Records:
________________________________________

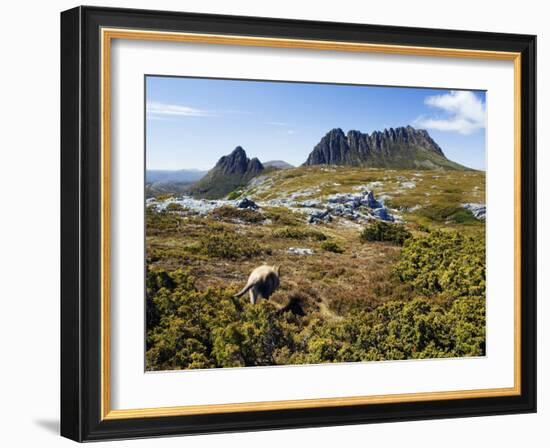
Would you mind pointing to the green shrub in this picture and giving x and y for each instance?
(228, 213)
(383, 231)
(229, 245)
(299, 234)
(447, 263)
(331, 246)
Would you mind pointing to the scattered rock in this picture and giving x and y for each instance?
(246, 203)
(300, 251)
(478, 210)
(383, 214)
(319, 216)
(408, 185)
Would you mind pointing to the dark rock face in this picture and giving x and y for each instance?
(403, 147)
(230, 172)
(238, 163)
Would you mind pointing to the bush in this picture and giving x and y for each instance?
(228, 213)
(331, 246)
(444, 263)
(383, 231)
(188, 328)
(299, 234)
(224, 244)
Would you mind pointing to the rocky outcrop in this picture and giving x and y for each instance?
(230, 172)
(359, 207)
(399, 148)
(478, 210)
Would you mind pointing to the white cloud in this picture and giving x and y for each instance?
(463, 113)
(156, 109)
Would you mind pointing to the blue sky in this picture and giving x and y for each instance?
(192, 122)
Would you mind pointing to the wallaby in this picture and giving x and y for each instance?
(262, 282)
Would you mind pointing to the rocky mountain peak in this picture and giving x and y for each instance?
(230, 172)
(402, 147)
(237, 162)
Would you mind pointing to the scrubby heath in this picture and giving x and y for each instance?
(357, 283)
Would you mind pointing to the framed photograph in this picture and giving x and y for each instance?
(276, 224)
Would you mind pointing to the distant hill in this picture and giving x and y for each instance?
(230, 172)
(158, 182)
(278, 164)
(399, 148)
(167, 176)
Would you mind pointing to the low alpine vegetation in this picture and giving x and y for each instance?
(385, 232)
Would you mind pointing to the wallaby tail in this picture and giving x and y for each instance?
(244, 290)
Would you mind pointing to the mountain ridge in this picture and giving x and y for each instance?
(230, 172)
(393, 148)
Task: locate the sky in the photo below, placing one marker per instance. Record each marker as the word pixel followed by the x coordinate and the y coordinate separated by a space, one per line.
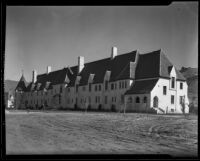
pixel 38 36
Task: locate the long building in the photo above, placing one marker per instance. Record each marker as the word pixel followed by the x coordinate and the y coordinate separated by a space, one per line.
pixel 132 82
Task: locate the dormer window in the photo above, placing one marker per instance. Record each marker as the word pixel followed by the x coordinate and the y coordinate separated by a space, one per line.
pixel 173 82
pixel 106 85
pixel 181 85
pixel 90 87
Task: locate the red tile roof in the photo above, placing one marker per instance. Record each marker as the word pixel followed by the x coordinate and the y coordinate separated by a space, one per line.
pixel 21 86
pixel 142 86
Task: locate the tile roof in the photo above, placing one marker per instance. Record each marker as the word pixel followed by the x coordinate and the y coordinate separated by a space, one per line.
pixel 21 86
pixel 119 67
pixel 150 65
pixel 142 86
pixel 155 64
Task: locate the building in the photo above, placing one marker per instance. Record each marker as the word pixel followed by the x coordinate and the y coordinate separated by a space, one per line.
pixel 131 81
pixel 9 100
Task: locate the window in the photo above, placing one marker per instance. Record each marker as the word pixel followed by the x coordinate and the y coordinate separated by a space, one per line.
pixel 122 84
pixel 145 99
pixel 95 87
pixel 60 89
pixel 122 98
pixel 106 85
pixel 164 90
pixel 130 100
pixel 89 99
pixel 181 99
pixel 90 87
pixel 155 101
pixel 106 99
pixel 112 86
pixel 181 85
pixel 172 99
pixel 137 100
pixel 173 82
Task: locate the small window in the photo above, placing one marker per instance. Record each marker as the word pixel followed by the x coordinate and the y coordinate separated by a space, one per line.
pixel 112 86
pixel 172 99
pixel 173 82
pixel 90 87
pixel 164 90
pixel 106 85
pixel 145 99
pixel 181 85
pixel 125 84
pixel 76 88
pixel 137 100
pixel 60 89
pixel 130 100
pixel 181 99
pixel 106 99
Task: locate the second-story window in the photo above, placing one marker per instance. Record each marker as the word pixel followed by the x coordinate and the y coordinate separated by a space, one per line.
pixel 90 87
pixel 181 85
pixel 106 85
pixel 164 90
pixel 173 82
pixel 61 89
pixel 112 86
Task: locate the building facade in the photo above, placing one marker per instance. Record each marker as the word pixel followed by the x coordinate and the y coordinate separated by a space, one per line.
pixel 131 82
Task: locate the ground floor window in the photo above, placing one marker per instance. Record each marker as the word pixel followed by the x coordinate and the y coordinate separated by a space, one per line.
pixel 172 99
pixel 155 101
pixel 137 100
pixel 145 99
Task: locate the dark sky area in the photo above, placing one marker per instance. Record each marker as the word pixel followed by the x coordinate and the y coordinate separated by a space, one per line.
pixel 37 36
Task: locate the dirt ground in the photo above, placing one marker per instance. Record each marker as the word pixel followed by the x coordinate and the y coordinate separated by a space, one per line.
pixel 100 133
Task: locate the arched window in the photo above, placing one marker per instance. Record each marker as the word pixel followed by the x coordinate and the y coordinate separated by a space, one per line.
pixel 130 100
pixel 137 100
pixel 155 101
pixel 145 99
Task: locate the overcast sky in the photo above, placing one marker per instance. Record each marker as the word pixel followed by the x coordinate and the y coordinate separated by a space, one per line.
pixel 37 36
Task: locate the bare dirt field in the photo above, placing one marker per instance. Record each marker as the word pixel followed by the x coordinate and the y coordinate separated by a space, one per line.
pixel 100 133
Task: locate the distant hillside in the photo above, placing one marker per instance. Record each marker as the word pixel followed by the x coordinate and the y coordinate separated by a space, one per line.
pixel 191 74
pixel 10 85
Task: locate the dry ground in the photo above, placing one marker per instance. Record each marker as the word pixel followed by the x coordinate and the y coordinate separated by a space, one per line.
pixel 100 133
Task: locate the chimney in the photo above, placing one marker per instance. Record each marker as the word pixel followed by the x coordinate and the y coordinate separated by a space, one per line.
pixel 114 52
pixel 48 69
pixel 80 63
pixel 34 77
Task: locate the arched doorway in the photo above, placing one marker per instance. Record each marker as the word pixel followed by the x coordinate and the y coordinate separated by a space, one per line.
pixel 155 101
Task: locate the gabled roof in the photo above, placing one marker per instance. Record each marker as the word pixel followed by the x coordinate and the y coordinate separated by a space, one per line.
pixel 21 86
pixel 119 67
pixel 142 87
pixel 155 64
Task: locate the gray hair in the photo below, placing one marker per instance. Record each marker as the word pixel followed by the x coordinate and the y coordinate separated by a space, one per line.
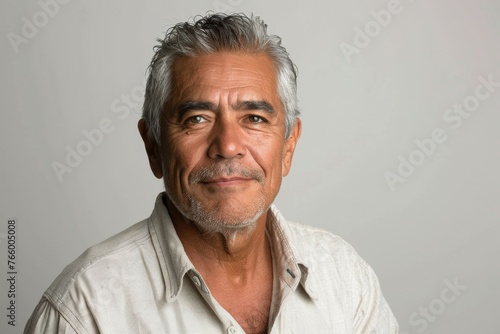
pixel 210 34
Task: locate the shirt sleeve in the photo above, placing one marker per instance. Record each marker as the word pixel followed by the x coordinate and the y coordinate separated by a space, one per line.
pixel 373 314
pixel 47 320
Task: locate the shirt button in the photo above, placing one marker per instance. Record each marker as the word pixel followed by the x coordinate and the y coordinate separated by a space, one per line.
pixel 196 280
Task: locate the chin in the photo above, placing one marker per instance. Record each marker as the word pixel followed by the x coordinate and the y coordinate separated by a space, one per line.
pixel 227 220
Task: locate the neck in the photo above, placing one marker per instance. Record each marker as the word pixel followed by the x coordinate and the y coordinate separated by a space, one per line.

________________________________________

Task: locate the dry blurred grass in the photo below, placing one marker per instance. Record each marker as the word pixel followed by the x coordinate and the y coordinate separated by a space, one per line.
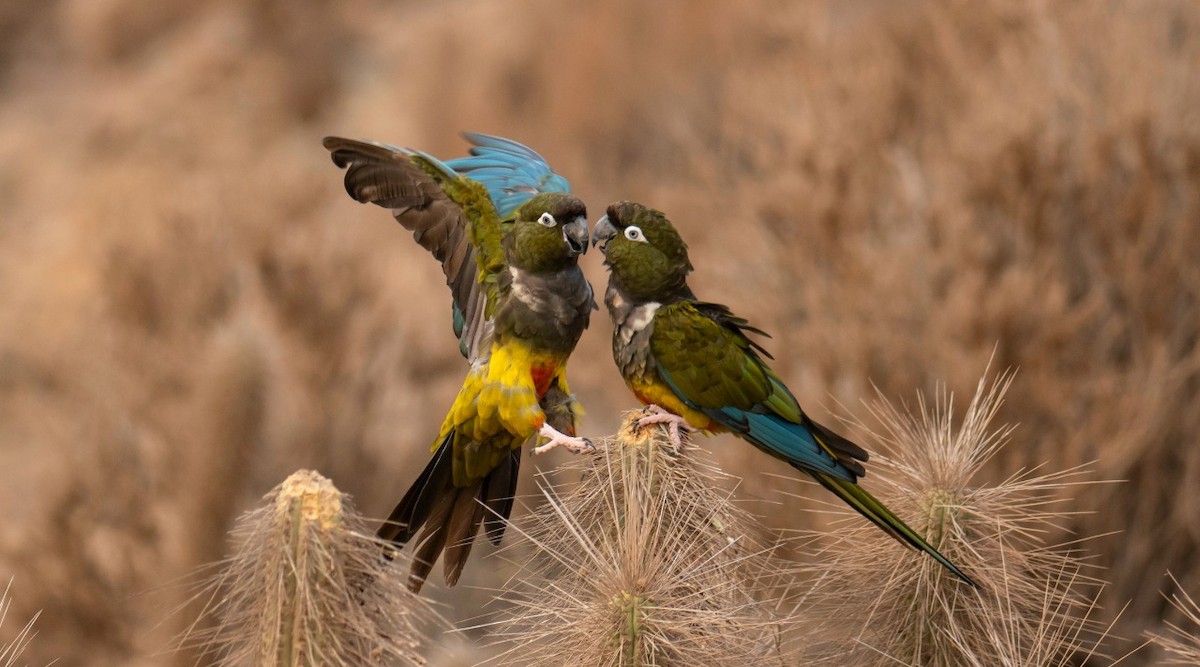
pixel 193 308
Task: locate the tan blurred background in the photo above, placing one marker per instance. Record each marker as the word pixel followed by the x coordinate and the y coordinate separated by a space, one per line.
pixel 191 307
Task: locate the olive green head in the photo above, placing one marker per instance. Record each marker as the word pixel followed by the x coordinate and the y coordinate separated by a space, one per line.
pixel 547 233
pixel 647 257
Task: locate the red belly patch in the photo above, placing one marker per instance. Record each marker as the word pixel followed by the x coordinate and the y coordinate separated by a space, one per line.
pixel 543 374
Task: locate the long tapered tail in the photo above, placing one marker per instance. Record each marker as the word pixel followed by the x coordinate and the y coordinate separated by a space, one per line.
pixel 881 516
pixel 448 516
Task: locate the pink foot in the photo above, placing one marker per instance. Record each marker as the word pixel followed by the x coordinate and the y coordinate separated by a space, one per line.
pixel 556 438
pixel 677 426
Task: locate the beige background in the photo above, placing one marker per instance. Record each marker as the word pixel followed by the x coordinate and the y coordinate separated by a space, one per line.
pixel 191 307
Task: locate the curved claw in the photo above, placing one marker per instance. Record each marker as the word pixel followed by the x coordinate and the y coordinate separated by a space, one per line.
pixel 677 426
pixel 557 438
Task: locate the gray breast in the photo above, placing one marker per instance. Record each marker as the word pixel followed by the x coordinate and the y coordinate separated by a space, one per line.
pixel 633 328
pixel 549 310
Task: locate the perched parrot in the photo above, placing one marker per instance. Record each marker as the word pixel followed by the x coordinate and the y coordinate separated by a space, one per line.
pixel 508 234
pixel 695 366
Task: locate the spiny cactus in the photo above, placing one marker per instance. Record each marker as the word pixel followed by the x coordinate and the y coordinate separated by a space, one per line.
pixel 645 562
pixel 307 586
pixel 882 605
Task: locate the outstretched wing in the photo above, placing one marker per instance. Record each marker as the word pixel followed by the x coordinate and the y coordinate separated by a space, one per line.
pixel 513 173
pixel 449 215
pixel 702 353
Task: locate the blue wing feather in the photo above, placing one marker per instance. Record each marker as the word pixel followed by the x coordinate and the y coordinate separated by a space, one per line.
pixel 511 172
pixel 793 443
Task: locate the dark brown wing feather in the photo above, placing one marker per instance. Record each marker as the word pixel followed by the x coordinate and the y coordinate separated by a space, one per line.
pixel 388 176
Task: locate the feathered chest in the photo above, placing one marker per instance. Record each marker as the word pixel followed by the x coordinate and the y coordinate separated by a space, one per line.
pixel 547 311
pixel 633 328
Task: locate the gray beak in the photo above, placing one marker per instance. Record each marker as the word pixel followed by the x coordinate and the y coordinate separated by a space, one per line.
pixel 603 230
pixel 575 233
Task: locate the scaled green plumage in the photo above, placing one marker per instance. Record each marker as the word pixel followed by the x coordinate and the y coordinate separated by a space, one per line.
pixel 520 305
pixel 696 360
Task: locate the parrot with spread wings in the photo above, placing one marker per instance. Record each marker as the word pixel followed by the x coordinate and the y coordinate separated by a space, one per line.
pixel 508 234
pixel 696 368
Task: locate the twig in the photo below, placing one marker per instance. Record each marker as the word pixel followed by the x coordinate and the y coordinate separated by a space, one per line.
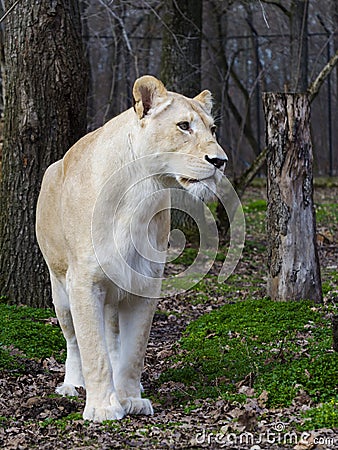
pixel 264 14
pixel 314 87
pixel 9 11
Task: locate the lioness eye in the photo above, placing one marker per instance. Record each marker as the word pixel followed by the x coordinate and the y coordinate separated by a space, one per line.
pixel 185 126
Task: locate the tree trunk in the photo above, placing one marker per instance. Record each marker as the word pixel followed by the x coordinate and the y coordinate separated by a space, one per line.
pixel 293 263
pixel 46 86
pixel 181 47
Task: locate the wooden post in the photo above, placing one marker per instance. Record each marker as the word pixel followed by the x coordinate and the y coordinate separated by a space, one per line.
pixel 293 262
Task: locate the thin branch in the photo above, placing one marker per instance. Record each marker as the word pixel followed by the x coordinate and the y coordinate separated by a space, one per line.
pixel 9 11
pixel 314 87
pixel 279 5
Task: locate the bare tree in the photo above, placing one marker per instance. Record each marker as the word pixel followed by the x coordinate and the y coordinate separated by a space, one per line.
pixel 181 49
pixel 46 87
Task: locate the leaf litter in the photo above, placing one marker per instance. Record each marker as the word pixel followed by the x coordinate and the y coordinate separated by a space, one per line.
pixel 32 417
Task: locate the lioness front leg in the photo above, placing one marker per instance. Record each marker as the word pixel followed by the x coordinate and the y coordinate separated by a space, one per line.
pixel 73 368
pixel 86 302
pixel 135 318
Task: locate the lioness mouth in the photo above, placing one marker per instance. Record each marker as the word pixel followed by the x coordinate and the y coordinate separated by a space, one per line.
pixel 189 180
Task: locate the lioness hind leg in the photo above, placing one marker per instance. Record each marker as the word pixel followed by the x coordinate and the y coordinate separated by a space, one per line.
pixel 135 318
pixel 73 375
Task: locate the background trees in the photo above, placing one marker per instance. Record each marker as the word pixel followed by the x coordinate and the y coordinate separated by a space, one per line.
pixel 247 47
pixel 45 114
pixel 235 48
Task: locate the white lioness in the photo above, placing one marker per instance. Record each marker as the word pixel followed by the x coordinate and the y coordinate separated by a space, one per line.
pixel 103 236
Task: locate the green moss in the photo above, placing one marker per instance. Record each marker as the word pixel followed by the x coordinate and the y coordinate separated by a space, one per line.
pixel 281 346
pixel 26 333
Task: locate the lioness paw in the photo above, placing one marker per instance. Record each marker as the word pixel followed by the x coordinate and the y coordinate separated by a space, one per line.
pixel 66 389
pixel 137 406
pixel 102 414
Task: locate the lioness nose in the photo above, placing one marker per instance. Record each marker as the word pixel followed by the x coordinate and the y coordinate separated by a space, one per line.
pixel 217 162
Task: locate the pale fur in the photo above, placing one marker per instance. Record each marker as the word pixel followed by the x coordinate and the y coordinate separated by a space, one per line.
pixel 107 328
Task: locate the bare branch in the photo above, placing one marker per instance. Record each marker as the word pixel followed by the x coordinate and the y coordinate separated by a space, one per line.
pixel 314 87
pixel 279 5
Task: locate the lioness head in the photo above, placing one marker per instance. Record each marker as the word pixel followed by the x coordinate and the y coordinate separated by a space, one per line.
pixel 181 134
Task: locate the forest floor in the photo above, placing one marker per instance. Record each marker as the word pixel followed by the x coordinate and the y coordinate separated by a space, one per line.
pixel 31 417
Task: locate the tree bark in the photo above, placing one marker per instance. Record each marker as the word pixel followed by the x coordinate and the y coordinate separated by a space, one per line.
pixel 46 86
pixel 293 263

________________________________________

__Goal of the exercise__. Put the lines of the records above into a JSON list of strings, one string per line and no blank lines. Start at the line with "Task: locate the distant" and stop after the line with "pixel 34 77", including both.

__Worked solution__.
[
  "Task: locate the distant hillside in the photo above, placing one marker per instance. Record each marker as the word pixel followed by the x coordinate and the y coordinate separated by a space, one per line.",
  "pixel 191 74",
  "pixel 10 85",
  "Task: locate the dry ground in the photo above, placing one marker per instance. Record each marker as the word pixel followed by the x coordinate and the y coordinate separated by a space, one per line.",
  "pixel 100 133",
  "Task: locate the chimney in the photo above, placing one marker per instance. Record each marker as the word pixel followed by the x coordinate and the y coordinate separated by a space, one per line.",
  "pixel 114 52",
  "pixel 48 69",
  "pixel 80 63",
  "pixel 34 77"
]